** begin Passage **
He basically received a slap on the back, errr..... hand.  That's how the Good Ole Boy System works.

Wild Bill was not the only Johnson County public employee that recently had some legal problems with criminal behavior.

Two Johnson County Sheriff's deputies were accused of sexual assault, in different instances, one will be serving six years probation (more of the Good Ole Boy System at work) and the other... we'll get to that in a minute.

Instead of being fired by Sheriff Larry Jones, they were graciously allowed to resign, a move many law enforcement officers take when accused of a crime in a means to escape accountability and prevent the public from having information about their wrong doing (if fired, documents concerning their termination and what they did to get fired is subject to release under the Arkansas Freedom of Information Act; if they resign it is not).


No wonder public opinion and confidence about law enforcement organizations and officers is at a all time low.

The first instance involves now former deputy and convicted felon Robert Gregory Retford.


Retford is a piece of work and a prime example of how broken the law enforcement certification system is in Arkansas (more on that later in the post).

Retford was accused of engaging in deviant sexual activity while in a deputy uniform in Sept. 10, 2016.

Sheriff Jones suspended Retford and a few days later Retford resigned.

What exactly did Deputy Retfort do?  Well, take a look at the affidavit for his arrest. 

Retford was facing up to 10 years in prison. 

So he worked out a negotiated plea deal in which he would plead guilty, have to register as a sex offender and only have to be on probation for six years.  

That Good Ole Boy System membership has its perks.

Not a bad deal for $100.  That's how much it cost Retford to get a public defender.

According to news reports, Prosecuting Attorney David Gibbons said the sentence was fair as Retford had no prior criminal records and that the victim was fine with Retford only getting probation.

The voters in Johnson County need to elect a new prosecuting attorney. While they are at it they need a new circuit court judge too.

While Retford may not have a previous criminal record, he certainly had a sketchy career in law enforcement.

As you can see Retford was fired three times and he resigned six other times (not including his most recent one from JCSD). Remember what we said about law enforcement officers resigning -
"a move many law enforcement officers take when accused of a crime in a means to escape accountability and prevent the public from having information about their wrong doing (if fired, documents concerning their termination and what they did to get fired is subject to release under the Arkansas Freedom of Information Act; if they resign it is not)".
** end Passage **
** begin Provided material **
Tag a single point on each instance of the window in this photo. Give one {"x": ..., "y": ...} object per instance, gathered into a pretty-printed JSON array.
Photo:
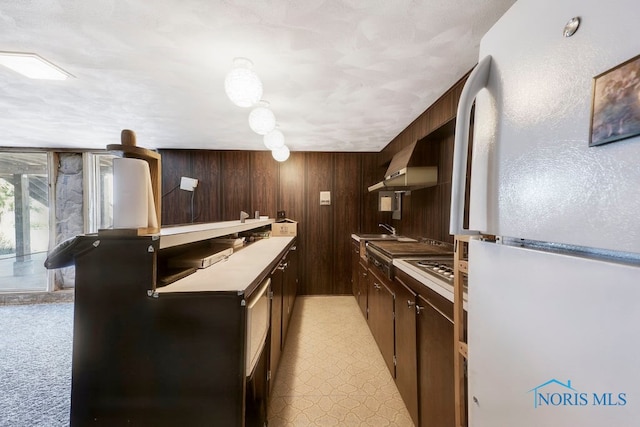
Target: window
[
  {"x": 24, "y": 221},
  {"x": 99, "y": 198}
]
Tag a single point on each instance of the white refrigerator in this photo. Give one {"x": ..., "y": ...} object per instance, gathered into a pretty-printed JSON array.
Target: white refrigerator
[{"x": 554, "y": 305}]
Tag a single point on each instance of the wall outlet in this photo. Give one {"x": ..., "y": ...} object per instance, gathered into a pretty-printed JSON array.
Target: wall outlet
[{"x": 325, "y": 198}]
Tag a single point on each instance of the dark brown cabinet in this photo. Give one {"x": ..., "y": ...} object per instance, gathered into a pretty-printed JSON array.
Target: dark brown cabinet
[
  {"x": 290, "y": 288},
  {"x": 435, "y": 361},
  {"x": 284, "y": 282},
  {"x": 359, "y": 277},
  {"x": 178, "y": 354},
  {"x": 277, "y": 279},
  {"x": 413, "y": 327},
  {"x": 362, "y": 296},
  {"x": 406, "y": 344},
  {"x": 381, "y": 315},
  {"x": 355, "y": 260}
]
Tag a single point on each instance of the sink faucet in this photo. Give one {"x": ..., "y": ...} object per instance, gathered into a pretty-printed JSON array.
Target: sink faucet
[{"x": 389, "y": 228}]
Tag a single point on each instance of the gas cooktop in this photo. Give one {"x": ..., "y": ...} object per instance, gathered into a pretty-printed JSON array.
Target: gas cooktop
[{"x": 396, "y": 249}]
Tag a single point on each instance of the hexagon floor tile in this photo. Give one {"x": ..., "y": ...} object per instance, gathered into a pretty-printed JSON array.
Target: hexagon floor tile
[{"x": 331, "y": 372}]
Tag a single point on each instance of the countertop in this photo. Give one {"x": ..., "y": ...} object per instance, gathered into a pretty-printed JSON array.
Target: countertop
[
  {"x": 441, "y": 287},
  {"x": 181, "y": 234},
  {"x": 237, "y": 273}
]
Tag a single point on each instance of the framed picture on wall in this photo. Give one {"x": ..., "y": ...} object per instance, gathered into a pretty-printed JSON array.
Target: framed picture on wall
[{"x": 615, "y": 108}]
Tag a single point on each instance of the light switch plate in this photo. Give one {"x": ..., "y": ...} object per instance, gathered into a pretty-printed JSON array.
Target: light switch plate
[{"x": 325, "y": 198}]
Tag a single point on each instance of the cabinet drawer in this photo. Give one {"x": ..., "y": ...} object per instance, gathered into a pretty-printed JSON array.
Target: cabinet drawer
[{"x": 438, "y": 301}]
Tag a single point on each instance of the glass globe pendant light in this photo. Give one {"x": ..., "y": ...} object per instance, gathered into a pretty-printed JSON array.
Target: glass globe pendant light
[
  {"x": 274, "y": 139},
  {"x": 280, "y": 154},
  {"x": 242, "y": 84},
  {"x": 261, "y": 119}
]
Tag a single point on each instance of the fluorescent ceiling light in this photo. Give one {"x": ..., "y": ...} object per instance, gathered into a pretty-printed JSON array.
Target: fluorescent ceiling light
[{"x": 32, "y": 66}]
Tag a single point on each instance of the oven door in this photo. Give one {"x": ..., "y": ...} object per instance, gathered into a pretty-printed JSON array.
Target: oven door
[
  {"x": 257, "y": 324},
  {"x": 257, "y": 360}
]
** end Provided material **
**The problem:**
According to the post about the Johnson County deputies, how much did it cost Retford to get a public defender?

**The answer:**
$100.